-- BEGIN SUPPLIED RECORDS --
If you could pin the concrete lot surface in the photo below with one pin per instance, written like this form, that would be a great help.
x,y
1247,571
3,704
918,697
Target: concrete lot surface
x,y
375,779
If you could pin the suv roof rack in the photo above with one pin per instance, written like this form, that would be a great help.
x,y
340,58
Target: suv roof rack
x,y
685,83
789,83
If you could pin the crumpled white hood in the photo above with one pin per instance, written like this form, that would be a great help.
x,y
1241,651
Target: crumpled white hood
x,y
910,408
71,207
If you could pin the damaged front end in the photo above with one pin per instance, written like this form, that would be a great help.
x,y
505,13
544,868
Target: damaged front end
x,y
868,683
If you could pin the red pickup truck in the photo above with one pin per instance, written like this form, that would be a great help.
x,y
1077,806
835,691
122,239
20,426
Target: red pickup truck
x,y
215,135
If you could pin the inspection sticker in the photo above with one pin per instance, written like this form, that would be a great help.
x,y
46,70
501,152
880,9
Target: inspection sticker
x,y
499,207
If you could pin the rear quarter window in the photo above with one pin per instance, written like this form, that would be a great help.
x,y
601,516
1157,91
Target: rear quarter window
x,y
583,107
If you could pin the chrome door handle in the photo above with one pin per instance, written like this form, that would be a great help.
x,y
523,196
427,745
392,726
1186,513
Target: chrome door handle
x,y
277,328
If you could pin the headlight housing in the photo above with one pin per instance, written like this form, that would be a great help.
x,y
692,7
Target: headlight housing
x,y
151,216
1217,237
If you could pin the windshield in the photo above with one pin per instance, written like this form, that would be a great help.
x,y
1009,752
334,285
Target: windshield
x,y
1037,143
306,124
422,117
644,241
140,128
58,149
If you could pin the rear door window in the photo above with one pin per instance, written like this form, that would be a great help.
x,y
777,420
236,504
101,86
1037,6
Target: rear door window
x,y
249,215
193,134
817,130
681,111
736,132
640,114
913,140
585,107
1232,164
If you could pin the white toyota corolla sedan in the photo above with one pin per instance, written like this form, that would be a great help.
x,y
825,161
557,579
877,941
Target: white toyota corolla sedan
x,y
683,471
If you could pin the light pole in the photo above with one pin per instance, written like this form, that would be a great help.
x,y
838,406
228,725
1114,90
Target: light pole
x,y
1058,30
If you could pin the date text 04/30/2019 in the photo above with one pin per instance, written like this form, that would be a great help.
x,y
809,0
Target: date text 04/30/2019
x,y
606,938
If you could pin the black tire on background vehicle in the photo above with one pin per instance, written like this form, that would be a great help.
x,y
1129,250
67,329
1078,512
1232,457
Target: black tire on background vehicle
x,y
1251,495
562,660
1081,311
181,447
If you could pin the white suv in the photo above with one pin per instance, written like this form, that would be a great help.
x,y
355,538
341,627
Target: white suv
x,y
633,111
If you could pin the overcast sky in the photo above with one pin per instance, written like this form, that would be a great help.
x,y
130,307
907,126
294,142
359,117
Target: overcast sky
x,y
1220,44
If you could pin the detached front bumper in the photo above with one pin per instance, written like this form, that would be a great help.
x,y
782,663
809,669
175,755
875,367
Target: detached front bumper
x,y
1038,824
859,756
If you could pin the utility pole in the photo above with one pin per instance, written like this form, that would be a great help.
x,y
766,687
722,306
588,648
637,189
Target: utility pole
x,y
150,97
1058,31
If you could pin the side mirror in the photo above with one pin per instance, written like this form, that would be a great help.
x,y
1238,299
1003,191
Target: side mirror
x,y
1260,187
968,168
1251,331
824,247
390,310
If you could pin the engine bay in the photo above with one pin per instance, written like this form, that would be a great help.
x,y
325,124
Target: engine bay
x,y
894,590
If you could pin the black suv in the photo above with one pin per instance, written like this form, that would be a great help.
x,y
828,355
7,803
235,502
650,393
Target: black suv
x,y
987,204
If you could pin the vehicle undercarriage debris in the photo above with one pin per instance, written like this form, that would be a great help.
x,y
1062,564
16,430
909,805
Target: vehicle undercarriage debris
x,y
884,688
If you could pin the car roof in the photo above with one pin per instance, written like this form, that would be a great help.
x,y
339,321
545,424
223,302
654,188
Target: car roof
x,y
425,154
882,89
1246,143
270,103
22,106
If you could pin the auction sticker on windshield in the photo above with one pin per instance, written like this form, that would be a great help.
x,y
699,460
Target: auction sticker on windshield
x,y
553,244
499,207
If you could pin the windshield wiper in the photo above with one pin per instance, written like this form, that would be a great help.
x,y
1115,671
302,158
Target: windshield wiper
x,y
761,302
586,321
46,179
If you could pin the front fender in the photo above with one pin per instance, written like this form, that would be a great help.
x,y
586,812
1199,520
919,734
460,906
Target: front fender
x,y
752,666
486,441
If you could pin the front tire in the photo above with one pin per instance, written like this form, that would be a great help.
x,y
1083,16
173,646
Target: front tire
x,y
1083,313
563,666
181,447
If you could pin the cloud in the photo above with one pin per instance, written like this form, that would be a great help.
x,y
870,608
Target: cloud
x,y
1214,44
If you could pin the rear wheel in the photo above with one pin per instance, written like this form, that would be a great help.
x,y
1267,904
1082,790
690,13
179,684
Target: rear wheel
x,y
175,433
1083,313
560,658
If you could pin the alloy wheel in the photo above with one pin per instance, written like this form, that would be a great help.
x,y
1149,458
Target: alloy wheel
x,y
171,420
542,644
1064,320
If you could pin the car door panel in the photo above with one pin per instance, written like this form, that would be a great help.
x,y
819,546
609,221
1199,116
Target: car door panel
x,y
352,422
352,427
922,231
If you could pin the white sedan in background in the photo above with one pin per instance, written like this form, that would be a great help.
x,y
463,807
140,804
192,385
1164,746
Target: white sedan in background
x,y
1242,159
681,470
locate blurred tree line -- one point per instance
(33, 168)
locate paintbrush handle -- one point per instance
-- END SUPPLIED RECORDS --
**OBJECTIVE**
Lay out the data above as a numbered list, from the line containing "If you could pin the car door" through the final line, with both ends included. Omit any blank lines.

**ANSWER TO THIS TASK**
1. If you could pin the car door panel in the photo above with one pin per instance, written like this form, that would be a great help.
2. x,y
3. 819,546
4. 609,221
5. 1199,116
6. Target: car door panel
7. x,y
8. 352,422
9. 352,427
10. 922,231
11. If you could pin the white sedan in background in the photo above with one pin per instance, written like this form, that would be a great help.
12. x,y
13. 463,807
14. 140,804
15. 192,385
16. 1164,746
17. Target: white sedan in background
18. x,y
19. 1242,159
20. 681,470
21. locate blurred tree line -- one point per instance
22. (33, 168)
23. locate paintbrush handle -- one point per instance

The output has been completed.